[Dataset entries start]

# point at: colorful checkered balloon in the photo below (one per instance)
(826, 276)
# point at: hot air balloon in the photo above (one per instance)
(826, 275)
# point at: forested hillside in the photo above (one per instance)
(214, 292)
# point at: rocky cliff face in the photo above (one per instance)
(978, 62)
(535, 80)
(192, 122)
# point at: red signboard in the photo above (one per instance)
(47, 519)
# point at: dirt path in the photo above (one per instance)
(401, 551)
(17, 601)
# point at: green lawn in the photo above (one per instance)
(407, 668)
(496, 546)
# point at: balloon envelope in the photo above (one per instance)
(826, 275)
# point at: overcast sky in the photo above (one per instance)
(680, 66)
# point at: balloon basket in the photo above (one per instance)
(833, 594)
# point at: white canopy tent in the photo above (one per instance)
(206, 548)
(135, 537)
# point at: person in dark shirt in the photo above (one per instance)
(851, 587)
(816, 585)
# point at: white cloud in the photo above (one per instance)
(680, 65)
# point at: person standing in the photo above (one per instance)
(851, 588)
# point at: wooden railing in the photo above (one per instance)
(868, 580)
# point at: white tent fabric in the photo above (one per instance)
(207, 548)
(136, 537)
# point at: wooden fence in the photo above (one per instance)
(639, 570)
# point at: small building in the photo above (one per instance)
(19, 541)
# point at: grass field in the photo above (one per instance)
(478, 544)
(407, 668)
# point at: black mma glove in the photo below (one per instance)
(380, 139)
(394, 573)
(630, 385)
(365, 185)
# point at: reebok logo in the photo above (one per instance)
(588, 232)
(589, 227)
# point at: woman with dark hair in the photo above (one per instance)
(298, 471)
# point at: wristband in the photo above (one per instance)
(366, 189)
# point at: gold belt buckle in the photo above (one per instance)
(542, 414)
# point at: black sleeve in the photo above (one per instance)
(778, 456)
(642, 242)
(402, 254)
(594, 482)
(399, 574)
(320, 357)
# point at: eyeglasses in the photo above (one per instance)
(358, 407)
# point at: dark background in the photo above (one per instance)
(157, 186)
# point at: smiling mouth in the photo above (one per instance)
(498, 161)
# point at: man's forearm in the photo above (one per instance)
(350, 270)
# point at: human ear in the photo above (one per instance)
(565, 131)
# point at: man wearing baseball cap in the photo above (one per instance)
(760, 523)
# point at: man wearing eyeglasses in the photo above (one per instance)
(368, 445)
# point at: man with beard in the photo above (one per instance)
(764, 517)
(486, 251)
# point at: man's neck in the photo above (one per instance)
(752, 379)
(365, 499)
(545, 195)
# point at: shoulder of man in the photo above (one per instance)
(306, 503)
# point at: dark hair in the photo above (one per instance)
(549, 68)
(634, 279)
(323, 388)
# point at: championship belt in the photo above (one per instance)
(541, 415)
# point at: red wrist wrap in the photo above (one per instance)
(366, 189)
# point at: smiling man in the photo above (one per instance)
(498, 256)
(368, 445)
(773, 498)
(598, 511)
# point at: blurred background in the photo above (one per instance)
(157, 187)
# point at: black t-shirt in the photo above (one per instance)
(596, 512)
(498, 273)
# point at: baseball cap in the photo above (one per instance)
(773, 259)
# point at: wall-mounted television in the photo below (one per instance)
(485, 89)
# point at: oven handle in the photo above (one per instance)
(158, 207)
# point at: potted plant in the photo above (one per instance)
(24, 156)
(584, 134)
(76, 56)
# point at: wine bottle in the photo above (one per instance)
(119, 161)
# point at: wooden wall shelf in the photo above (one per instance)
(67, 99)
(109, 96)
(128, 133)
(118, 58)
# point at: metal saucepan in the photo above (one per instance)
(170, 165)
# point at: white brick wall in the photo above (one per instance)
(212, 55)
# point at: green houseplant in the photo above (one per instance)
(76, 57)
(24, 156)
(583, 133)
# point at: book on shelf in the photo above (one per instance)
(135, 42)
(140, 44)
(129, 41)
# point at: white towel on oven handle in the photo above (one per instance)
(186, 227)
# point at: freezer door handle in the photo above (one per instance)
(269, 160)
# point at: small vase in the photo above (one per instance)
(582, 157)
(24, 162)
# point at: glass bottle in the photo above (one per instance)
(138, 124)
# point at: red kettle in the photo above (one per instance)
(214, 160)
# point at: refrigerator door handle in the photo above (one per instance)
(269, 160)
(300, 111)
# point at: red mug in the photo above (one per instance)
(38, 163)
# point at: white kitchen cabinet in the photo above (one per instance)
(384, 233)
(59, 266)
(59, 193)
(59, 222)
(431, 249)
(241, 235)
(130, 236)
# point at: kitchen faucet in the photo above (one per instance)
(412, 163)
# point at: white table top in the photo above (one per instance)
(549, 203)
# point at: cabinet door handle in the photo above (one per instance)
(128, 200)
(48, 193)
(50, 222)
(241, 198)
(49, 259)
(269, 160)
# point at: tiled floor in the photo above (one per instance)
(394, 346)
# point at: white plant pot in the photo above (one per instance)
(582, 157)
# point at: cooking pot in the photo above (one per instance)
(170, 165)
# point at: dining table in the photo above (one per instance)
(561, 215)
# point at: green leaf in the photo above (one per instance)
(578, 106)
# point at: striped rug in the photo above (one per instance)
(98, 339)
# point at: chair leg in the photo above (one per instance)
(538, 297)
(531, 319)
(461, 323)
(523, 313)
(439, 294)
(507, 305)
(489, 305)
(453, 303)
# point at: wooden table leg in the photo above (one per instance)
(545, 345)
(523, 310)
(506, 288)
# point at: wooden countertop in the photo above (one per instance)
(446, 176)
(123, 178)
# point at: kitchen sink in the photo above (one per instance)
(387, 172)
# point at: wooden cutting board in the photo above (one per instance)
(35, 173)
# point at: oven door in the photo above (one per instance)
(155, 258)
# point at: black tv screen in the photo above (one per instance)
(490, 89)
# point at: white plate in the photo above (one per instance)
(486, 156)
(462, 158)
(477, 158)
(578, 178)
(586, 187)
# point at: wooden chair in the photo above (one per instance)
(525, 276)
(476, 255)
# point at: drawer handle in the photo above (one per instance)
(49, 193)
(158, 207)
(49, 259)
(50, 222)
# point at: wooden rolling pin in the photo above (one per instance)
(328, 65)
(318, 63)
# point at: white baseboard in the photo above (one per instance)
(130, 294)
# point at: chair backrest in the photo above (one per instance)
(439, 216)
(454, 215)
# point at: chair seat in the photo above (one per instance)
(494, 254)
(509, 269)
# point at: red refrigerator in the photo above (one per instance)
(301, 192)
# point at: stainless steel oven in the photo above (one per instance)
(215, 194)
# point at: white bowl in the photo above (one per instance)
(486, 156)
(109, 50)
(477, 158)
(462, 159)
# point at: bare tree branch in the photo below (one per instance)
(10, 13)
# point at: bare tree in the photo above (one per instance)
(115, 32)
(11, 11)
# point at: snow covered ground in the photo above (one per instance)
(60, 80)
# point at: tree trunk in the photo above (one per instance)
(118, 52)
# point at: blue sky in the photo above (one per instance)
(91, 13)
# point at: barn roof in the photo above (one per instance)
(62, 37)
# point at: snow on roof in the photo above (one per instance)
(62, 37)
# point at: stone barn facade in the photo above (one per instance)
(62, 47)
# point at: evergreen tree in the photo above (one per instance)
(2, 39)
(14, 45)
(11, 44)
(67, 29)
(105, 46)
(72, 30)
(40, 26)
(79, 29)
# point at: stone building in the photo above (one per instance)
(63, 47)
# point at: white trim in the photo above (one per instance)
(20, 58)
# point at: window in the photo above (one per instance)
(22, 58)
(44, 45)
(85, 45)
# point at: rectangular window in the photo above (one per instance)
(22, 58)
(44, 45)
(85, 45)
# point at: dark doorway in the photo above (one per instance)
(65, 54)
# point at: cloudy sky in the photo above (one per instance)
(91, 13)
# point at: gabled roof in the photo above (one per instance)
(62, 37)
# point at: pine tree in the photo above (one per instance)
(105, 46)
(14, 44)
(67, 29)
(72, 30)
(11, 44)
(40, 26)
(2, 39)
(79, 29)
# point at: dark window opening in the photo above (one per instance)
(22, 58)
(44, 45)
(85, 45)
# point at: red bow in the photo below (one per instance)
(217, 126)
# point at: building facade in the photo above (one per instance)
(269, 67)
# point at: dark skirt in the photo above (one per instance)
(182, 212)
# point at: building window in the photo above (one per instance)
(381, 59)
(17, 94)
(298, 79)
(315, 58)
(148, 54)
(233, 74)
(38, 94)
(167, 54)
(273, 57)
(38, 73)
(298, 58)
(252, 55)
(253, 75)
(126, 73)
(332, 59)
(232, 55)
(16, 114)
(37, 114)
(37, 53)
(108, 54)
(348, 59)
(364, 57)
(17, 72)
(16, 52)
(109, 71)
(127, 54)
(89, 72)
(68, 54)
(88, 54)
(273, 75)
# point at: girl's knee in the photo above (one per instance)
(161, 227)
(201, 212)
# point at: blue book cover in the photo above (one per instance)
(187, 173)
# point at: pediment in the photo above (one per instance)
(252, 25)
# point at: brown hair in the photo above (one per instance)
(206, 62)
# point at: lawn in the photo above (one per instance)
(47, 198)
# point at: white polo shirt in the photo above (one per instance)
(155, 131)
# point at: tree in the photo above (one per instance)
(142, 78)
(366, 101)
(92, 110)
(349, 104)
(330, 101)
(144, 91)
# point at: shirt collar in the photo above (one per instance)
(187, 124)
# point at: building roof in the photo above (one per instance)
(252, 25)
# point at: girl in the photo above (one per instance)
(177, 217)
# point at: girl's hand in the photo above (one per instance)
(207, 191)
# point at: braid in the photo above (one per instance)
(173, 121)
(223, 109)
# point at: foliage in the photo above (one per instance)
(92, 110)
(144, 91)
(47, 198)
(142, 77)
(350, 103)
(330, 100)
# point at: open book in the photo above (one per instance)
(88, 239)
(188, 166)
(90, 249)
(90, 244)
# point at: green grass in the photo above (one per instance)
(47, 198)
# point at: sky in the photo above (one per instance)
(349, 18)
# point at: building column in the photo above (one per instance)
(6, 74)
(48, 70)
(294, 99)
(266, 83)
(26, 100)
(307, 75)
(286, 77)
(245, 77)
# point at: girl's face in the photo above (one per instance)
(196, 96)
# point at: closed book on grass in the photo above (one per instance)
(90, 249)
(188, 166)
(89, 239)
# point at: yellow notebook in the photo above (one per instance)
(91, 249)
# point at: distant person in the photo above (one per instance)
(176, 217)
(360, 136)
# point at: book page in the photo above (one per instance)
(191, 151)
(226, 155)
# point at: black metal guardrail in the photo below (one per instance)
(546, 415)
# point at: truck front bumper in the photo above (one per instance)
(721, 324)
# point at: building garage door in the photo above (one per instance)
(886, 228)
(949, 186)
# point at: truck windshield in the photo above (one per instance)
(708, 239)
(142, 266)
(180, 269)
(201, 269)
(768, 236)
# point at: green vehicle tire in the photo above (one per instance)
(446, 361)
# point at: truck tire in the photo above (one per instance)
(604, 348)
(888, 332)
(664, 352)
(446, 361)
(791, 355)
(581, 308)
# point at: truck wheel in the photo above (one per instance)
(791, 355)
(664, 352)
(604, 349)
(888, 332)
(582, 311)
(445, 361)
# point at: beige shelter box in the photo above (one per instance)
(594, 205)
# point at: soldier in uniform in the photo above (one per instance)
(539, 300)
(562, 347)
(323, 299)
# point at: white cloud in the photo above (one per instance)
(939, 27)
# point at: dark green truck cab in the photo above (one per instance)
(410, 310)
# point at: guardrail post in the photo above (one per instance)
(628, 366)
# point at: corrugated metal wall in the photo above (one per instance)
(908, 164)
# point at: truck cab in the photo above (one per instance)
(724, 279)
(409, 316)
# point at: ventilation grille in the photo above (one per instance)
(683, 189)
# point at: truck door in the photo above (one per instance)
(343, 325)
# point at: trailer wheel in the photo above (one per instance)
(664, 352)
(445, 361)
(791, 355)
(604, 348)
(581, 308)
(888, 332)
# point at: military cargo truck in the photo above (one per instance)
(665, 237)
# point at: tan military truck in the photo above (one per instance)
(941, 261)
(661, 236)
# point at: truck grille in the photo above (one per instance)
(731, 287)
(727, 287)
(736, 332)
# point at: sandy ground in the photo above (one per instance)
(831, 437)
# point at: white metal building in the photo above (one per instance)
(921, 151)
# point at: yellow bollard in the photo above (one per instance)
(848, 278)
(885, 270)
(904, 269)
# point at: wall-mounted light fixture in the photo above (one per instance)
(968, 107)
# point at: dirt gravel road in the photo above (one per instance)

[Dataset entries end]

- Task objective: Exactly repeat the lines from the line that contains "# point at: trailer" to the end of the entries, both included, and leave out all other lines.

- Reply:
# point at: trailer wheel in the photo above (one per instance)
(664, 352)
(445, 361)
(791, 355)
(604, 348)
(581, 308)
(888, 332)
# point at: military cargo truck in the photo above (one per instance)
(665, 237)
# point at: tan military truck in the photo above (one per instance)
(941, 261)
(661, 236)
# point at: truck grille in the photo above (one per instance)
(731, 287)
(727, 287)
(736, 332)
# point at: sandy ground in the photo above (one per instance)
(831, 437)
# point at: white metal building in the photo above (one per instance)
(921, 151)
# point at: yellow bollard in the photo above (one per instance)
(848, 278)
(885, 270)
(904, 269)
# point at: wall-mounted light fixture in the photo above (one per instance)
(968, 107)
# point at: dirt gravel road in the photo above (one per instance)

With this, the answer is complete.